▶ **Directions for this task**
Pick up the page of Vietnam background photos after its last sentence and keep writing it.

▶ **Page text**
Military Operations/Strategy/Background Photos


 

Cao Lanh (1963)

These voices of fear and helplessness introduced me to the plight of Vietnam’s rural families when in the spring of 1962 I visited the Mekong Delta province of Kien Phong, abutting the Cambodian border southwest of Saigon.
Beverly Deepe Keever

(Keever, 39)

Delta Heliborne (1963)

The first American helicopter unit started moving into the Mekong Delta on April 9, 1962, and I went to visit it soon afterward. I was eager to cover the first contact between these newcomers and the delta’s population.
Beverly Deepe Keever

(Keever, 57)

Bien Hoa (1965)

Arriving in Bien Hoa, I was appalled to learn of the ferocity of the fighting that had occurred there. One U.S. veteran officer living on the gigantic base recounted, “This is the worst battlefield I have ever seen – and this is my second war.”

▶ **Material supplied**
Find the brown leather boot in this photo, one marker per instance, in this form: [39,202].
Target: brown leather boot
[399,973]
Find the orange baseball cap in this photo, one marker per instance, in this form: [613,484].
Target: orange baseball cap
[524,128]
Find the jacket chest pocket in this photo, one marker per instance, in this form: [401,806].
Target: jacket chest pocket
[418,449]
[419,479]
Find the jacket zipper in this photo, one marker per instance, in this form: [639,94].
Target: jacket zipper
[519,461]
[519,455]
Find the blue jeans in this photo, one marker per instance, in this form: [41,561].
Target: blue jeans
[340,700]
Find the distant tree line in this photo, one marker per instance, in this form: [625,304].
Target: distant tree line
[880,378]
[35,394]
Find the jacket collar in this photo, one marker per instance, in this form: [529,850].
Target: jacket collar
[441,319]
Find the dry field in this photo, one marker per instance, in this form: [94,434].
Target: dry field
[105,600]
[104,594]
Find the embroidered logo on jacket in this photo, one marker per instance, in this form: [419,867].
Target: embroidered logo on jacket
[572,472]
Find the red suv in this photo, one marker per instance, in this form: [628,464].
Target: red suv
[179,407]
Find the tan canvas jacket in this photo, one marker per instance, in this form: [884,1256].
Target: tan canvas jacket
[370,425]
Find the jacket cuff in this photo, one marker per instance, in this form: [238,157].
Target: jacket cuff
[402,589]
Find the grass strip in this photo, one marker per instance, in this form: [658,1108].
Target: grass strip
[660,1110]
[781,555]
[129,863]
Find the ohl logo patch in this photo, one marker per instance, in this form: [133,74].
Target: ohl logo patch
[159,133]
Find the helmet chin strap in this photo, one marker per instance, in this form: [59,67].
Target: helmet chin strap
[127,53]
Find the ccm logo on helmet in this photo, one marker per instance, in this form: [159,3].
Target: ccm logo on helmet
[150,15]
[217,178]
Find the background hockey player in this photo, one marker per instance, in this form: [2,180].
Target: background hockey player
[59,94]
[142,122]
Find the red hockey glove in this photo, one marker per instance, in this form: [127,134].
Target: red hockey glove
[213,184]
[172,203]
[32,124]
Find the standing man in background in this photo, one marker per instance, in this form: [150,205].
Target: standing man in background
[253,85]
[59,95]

▶ **Answer section**
Beverly Deepe Keever

(Keever, 53)

Military Operations (1965)

U.S. combat units brought with them tremendous technologies of firepower and air-power that increased the level of violence and destruction in the South. I found the cumulative impact and magnitude of allied artillery shellings and air bombardments hard to report to readers because they occurred in so many different places over sporadic stretches of time, and no official announcements about them were made.
Beverly Deepe Keever

(Keever, 152)

Military Camp (1965)

The marines had transformed swampland, weeds, debris, and six structures into a city of tents, wooden frame toilets, a flimsy canvas shower hall, their own water purifying system, a fuel field, a seventy-five-kilowatt electric plant, and a thousand foot, all weather runway, equipped with portable lights. “This is just a typical marine operation,” [Colonel] Carey said offhandedly.
Beverly Deepe Keever

(Keever, 58-59)

Tan Son Nhut (1965)

Tan Son Nhut, just about the world’s busiest and best-defended airport and site of the headquarters of Westmoreland’s command, was subjected to pitched battles, mortar fire, sniper siege, and guerilla raids. Communists donning government soldiers’ fatigues attacked the South Vietnamese High Command.
Beverly Deepe Keever

(Keever, 191)

Plei Me (1965)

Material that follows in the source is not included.